== What is needed ==
Reproduce the data below word for word, setting aside any picture it holds.

(Referring expression data)

* * * *

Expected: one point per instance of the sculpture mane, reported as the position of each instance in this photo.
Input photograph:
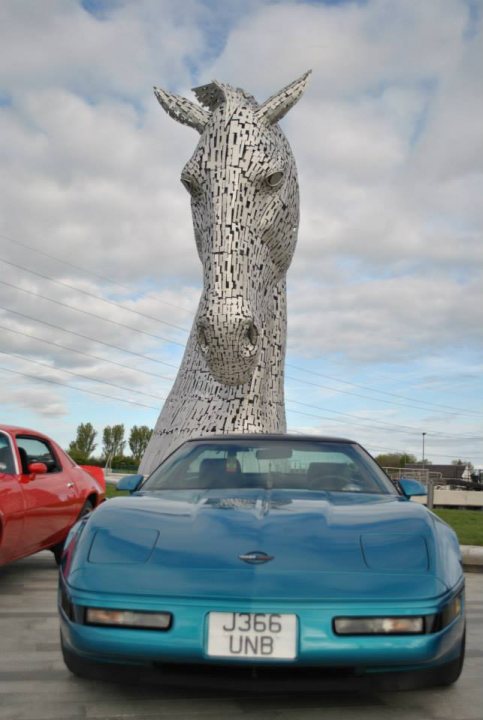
(244, 199)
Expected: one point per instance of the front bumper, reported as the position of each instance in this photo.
(317, 643)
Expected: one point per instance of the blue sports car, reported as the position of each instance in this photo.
(275, 555)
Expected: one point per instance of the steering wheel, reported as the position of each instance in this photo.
(320, 482)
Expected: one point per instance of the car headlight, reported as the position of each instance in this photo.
(128, 618)
(379, 625)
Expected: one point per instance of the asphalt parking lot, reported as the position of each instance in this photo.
(35, 685)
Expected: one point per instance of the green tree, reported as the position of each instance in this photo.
(138, 440)
(84, 445)
(395, 459)
(113, 440)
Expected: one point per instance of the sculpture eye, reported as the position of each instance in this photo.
(191, 185)
(275, 180)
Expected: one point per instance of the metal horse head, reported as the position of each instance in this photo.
(244, 198)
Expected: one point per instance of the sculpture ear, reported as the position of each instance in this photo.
(279, 104)
(183, 110)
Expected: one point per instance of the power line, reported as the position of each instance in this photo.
(365, 387)
(73, 387)
(87, 337)
(400, 428)
(162, 362)
(92, 295)
(387, 402)
(89, 355)
(87, 271)
(87, 312)
(421, 405)
(129, 289)
(83, 377)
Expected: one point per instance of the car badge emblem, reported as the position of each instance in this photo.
(255, 557)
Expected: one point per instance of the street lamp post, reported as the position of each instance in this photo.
(429, 483)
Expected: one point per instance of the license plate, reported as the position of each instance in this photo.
(261, 636)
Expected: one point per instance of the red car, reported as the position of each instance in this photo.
(42, 493)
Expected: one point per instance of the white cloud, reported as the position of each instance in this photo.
(387, 141)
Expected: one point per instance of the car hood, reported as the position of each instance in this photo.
(320, 545)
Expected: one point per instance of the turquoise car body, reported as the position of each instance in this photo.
(334, 555)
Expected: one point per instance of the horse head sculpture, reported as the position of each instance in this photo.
(243, 185)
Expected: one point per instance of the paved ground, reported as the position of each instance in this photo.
(35, 685)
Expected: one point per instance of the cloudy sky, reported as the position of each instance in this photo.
(99, 273)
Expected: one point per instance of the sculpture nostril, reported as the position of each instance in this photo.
(251, 335)
(202, 339)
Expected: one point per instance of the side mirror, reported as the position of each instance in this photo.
(130, 482)
(37, 468)
(412, 487)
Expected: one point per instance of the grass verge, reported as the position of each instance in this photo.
(467, 524)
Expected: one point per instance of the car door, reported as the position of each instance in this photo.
(51, 498)
(11, 503)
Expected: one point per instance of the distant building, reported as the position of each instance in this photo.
(448, 473)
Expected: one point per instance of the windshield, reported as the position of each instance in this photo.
(271, 464)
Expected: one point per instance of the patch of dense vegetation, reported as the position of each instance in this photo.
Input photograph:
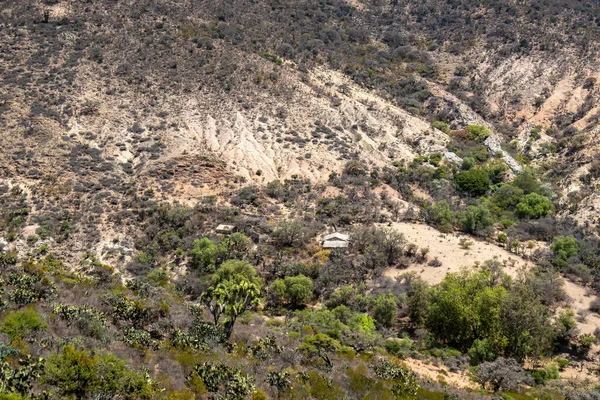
(205, 314)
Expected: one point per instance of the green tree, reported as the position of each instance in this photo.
(18, 380)
(527, 182)
(203, 255)
(563, 247)
(80, 374)
(234, 246)
(466, 306)
(418, 302)
(320, 346)
(507, 197)
(474, 182)
(478, 132)
(221, 378)
(293, 290)
(533, 206)
(18, 324)
(385, 309)
(441, 215)
(405, 383)
(526, 324)
(291, 234)
(474, 219)
(234, 288)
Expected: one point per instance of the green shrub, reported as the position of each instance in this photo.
(474, 219)
(478, 132)
(18, 324)
(562, 363)
(442, 126)
(546, 374)
(481, 351)
(203, 255)
(474, 182)
(533, 206)
(292, 290)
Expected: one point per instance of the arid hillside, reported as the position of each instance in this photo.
(170, 171)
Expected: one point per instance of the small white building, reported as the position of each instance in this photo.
(336, 236)
(335, 244)
(336, 240)
(226, 229)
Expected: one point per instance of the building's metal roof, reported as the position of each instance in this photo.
(335, 244)
(337, 236)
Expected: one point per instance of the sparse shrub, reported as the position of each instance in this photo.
(18, 324)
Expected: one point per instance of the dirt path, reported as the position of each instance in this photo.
(446, 247)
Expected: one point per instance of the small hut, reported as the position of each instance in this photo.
(336, 241)
(226, 229)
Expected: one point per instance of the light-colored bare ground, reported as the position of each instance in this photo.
(439, 373)
(582, 298)
(447, 249)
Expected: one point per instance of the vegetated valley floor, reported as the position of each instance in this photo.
(455, 142)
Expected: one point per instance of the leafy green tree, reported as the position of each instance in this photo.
(18, 324)
(507, 197)
(527, 182)
(418, 302)
(291, 234)
(478, 132)
(466, 306)
(220, 378)
(18, 380)
(564, 247)
(234, 288)
(481, 350)
(293, 290)
(80, 374)
(319, 346)
(441, 215)
(385, 309)
(203, 255)
(405, 383)
(474, 182)
(474, 219)
(526, 324)
(533, 206)
(234, 246)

* * * *

== Response for this exercise ==
Expected: one point per instance of the sculpture mane, reported as the position of each instance in this photo.
Input photograph:
(244, 199)
Expected: one point per instance of the front bumper, reported as the position of each instance in this photo.
(317, 643)
Expected: one point per instance of the blue sports car, reported as the position of each instance in this photo.
(275, 555)
Expected: one point per instance of the steering wheel, reported as the position of each instance in this photo.
(320, 482)
Expected: one point per instance of the car headlight, reported as the position of each instance in this photo.
(128, 618)
(379, 625)
Expected: one point per instance of the asphalt parking lot, reported as the position of each instance in this photo.
(35, 685)
Expected: one point per instance of the green tree, reported as the position of each instance in this photo.
(138, 440)
(84, 445)
(395, 459)
(113, 440)
Expected: one point per instance of the sculpture eye, reported as the position of each instance in this photo.
(191, 185)
(275, 180)
Expected: one point per instance of the metal horse head, reported as the position of each instance in this photo.
(244, 198)
Expected: one point per instance of the sculpture ear, reported as the position of each instance in this photo.
(279, 104)
(183, 110)
Expected: one point per instance of the power line, reported as the position of each instance in this photo.
(365, 387)
(73, 387)
(87, 337)
(400, 428)
(162, 362)
(92, 295)
(387, 402)
(89, 355)
(87, 271)
(87, 312)
(421, 405)
(129, 289)
(83, 377)
Expected: one point per instance of the car badge emblem, reported as the position of each instance in this photo.
(255, 557)
Expected: one point per instance of the street lamp post, reported as the position of each instance in this photo.
(429, 483)
Expected: one point per instance of the license plate, reported as the position of each instance in this photo.
(261, 636)
Expected: one point per instance of the red car, reported as the position of each instance in this photo.
(42, 493)
Expected: one point per instance of the white cloud, reported as the position of each instance in this photo.
(387, 141)
Expected: one point per instance of the car hood, reported as the position of each instance in this photo.
(320, 545)
Expected: one point per instance of the turquoise car body, reported as the position of each instance in this photo.
(334, 555)
Expected: one point per instance of the horse head sculpture, reported as the position of each instance in this photo.
(243, 185)
Expected: one point per instance of the paved ground, reported as the position of each instance in this photo.
(35, 685)
Expected: one point per instance of the cloudy sky, reported as the position of each instance in this photo.
(99, 273)
Expected: one point per instance of the sculpture nostril, reported as the position of each instance in this photo.
(251, 335)
(202, 339)
Expected: one point per instance of the side mirror, reported as the position of each instance in this photo.
(130, 482)
(37, 468)
(412, 487)
Expected: one point per instance of the grass verge, reported as the position of each instance in this photo.
(467, 524)
Expected: one point per instance of the car door, reported as the position of each instance in this photo.
(51, 498)
(11, 503)
Expected: one point per instance of the distant building, reported as the position of each instance in this photo.
(448, 473)
Expected: one point per instance of the windshield, reported as the position of each instance in this photo.
(271, 464)
Expected: one point per instance of the patch of dense vegetation, reported as the position of each instance in this photo.
Input photograph:
(205, 314)
Expected: one point per instance of the green tree, reported as the position of each instance in this photo.
(18, 380)
(527, 182)
(203, 255)
(563, 247)
(80, 374)
(234, 246)
(466, 306)
(418, 302)
(320, 346)
(507, 197)
(474, 182)
(478, 132)
(221, 378)
(293, 290)
(533, 206)
(18, 324)
(385, 309)
(441, 215)
(405, 383)
(526, 324)
(291, 234)
(474, 219)
(234, 288)
Expected: one point per instance of the green shrub, reported as the position of each instance in this photo.
(474, 219)
(478, 132)
(18, 324)
(562, 363)
(442, 126)
(546, 374)
(481, 351)
(203, 255)
(474, 182)
(533, 206)
(292, 290)
Expected: one point per instance of the arid hillside, reported as the position of each instance in this photo.
(170, 171)
Expected: one point per instance of the small white building, reported as the position of each instance in this photo.
(336, 236)
(335, 244)
(336, 240)
(226, 229)
Expected: one point per instance of the building's metal roof, reported as the position of each instance in this photo.
(335, 244)
(337, 236)
Expected: one point per instance of the sparse shrub, reported as the position of each instance in this photo.
(18, 324)
Expected: one point per instance of the dirt path, reported as the position of each instance in this photo.
(446, 247)
Expected: one point per instance of the small hut, reported as the position of each instance in this photo.
(336, 241)
(226, 229)
Expected: one point per instance of the light-colored bare ground, reported as the position of each instance in this photo.
(439, 373)
(582, 298)
(447, 249)
Expected: one point per instance of the vegetated valley floor, reported as the position of each instance in this photo.
(455, 142)
Expected: one point per instance of the leafy green tree, reported as the position of each instance in this photo.
(18, 324)
(507, 197)
(527, 182)
(418, 302)
(291, 234)
(478, 132)
(466, 306)
(220, 378)
(18, 380)
(564, 247)
(234, 288)
(481, 350)
(293, 290)
(80, 374)
(319, 346)
(441, 215)
(385, 309)
(203, 255)
(405, 383)
(474, 182)
(474, 219)
(526, 324)
(533, 206)
(234, 246)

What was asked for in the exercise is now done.